• **ФРАГМЕНТ ТЕКСТА**
--------

Заметим, что фантастическая история с уловкой, побудившей Одиссея затеряться среди овец циклопа, как две капли воды похожа на уловку Менелая, когда он застрял на острове Фарос близ Египта, куда его отнесла буря, и команда помирала от голода, дожидаясь ветра. Тогда к нему явилась богиня Эйдофея и рассказала, как схватить морского бога Протея, ее отца, подвластного лишь Посейдону. Этот старец, как оказалось, имеет странную привычку отдыхать иногда на острове среди тюленей. Так вот в тюленей и должны были обрядиться Менелай и три его верных спутника, чтобы схватить бессмертного и добиться от него нужного им ветра. При этом так замаскировавшись, чтобы Протей, пересчитывая тюленей, не смог обнаружить охотников. Когда Протей был изловлен, он дал Менелаю очевидный совет: не ждать ветра в сторону Пелопоннеса, а использовать ветер в сторону Египта, где принести жертву богам. А там уж все разрешится.
Третья остановка – и снова шанс забвения для всех. Одиссею в стране лестригонов интуиция подсказала, что в бухту с узким проходом заплывать не надо. Она ему, может быть, напомнила пещеру циклопа. И он пристал к неудобному побережью. А вот все, кто решил заплыть в водную «утробу» – в бухту, пошли на корм дикарям. Поскольку кое-кто из тех, кто решил поискать гостеприимства у аборигенов, все же выжил и добежал до единственного спасшегося корабля, мы знаем, что представляли из себя лестригоны. И они оказываются подобны циклопам: пашен у них нет, но они постоянно заготовляют дрова и дым вьется над их поселением. Здесь прямое взаимодействие с несколькими лестригонами может быть источником для описания их жизни – придуманной, но все же на какой-то реалистической основе.

--------

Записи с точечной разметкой

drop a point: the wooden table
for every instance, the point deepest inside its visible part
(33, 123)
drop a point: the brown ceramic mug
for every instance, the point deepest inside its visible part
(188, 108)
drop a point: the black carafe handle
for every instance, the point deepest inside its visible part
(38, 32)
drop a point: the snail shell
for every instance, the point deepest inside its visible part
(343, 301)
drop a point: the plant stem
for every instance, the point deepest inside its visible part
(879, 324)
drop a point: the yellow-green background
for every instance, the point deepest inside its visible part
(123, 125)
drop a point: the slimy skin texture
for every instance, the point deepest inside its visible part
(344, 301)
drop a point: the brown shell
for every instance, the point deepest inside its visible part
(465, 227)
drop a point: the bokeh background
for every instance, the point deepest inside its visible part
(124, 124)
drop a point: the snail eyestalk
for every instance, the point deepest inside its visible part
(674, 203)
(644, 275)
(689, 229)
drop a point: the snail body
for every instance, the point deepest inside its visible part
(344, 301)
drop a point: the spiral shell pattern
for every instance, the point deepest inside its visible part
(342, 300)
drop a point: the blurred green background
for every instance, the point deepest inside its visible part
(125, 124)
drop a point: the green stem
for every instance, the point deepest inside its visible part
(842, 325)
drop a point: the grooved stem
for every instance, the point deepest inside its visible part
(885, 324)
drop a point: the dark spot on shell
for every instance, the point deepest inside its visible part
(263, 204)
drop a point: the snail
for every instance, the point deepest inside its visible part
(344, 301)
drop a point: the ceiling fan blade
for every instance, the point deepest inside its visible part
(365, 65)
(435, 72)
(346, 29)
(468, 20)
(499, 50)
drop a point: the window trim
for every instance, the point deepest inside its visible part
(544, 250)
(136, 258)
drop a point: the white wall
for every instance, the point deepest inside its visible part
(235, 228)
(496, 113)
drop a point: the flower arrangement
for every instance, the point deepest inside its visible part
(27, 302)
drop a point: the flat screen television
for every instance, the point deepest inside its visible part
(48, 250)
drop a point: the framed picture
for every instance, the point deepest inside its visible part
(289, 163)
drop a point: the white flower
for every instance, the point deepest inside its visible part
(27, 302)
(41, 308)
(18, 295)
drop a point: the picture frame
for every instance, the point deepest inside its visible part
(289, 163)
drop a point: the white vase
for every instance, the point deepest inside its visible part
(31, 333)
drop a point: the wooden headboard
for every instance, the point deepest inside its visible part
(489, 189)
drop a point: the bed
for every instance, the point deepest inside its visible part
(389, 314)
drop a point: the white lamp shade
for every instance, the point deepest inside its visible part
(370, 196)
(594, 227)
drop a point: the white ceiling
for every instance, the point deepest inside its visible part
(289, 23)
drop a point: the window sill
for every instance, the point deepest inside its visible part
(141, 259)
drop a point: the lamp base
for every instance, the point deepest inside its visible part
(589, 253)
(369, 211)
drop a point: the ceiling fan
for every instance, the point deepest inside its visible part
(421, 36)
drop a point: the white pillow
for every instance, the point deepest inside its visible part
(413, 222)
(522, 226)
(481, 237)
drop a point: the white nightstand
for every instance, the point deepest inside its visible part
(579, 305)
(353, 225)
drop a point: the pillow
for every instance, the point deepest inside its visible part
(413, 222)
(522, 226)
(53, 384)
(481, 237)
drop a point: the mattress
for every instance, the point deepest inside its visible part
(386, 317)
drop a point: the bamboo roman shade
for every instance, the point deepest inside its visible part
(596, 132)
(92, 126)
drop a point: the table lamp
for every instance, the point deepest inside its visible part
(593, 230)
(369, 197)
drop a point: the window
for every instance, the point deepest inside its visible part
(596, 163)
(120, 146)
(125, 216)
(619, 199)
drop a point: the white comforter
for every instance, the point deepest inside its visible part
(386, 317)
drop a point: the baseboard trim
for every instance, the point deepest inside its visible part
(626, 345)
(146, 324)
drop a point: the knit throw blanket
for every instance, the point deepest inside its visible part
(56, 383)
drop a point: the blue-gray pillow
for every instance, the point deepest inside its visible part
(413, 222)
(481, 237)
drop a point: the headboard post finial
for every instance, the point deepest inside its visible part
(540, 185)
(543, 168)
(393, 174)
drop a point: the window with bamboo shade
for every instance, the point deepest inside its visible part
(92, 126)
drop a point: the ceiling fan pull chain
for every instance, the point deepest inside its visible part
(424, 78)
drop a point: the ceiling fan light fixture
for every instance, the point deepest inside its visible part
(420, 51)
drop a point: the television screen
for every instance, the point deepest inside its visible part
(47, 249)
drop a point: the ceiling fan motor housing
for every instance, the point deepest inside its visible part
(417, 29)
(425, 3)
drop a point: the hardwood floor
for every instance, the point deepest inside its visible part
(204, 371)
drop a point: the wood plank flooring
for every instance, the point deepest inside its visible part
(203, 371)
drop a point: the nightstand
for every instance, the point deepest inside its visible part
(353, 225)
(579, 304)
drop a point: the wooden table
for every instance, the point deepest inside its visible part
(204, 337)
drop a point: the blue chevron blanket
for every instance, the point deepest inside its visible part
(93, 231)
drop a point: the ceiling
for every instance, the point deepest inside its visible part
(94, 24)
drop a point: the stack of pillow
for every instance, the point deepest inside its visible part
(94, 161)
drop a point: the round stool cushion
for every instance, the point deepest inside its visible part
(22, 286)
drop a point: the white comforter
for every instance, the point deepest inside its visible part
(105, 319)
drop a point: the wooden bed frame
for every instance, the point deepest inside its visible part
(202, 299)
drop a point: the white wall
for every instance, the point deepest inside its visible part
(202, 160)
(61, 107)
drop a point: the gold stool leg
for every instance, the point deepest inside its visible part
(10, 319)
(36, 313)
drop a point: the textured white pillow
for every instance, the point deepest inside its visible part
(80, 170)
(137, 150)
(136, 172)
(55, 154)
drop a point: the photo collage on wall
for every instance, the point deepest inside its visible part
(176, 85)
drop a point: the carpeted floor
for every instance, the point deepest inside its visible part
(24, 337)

--------

• **ЗАДАНИЯ И УПРАЖНЕНИЯ**
1) Ответьте по фрагменту об Одиссее:
(a) Какая богиня рассказала Менелаю, как схватить Протея?
(b) В кого должны были обрядиться Менелай и три его спутника?
(c) Чего, согласно фрагменту, нет у лестригонов?
2) Перепишите из фрагмента об Одиссее отрывок от слов «Третья остановка –» до слов «какой-то реалистической основе.» включительно.

• **ОТВЕТЫ ПО ЗАДАНИЯМ**
1)
(a) Эйдофея, дочь Протея.
(b) В тюленей.
(c) Пашен.

2)
Третья остановка – и снова шанс забвения для всех. Одиссею в стране лестригонов интуиция подсказала, что в бухту с узким проходом заплывать не надо. Она ему, может быть, напомнила пещеру циклопа. И он пристал к неудобному побережью. А вот все, кто решил заплыть в водную «утробу» – в бухту, пошли на корм дикарям. Поскольку кое-кто из тех, кто решил поискать гостеприимства у аборигенов, все же выжил и добежал до единственного спасшегося корабля, мы знаем, что представляли из себя лестригоны. И они оказываются подобны циклопам: пашен у них нет, но они постоянно заготовляют дрова и дым вьется над их поселением. Здесь прямое взаимодействие с несколькими лестригонами может быть источником для описания их жизни – придуманной, но все же на какой-то реалистической основе.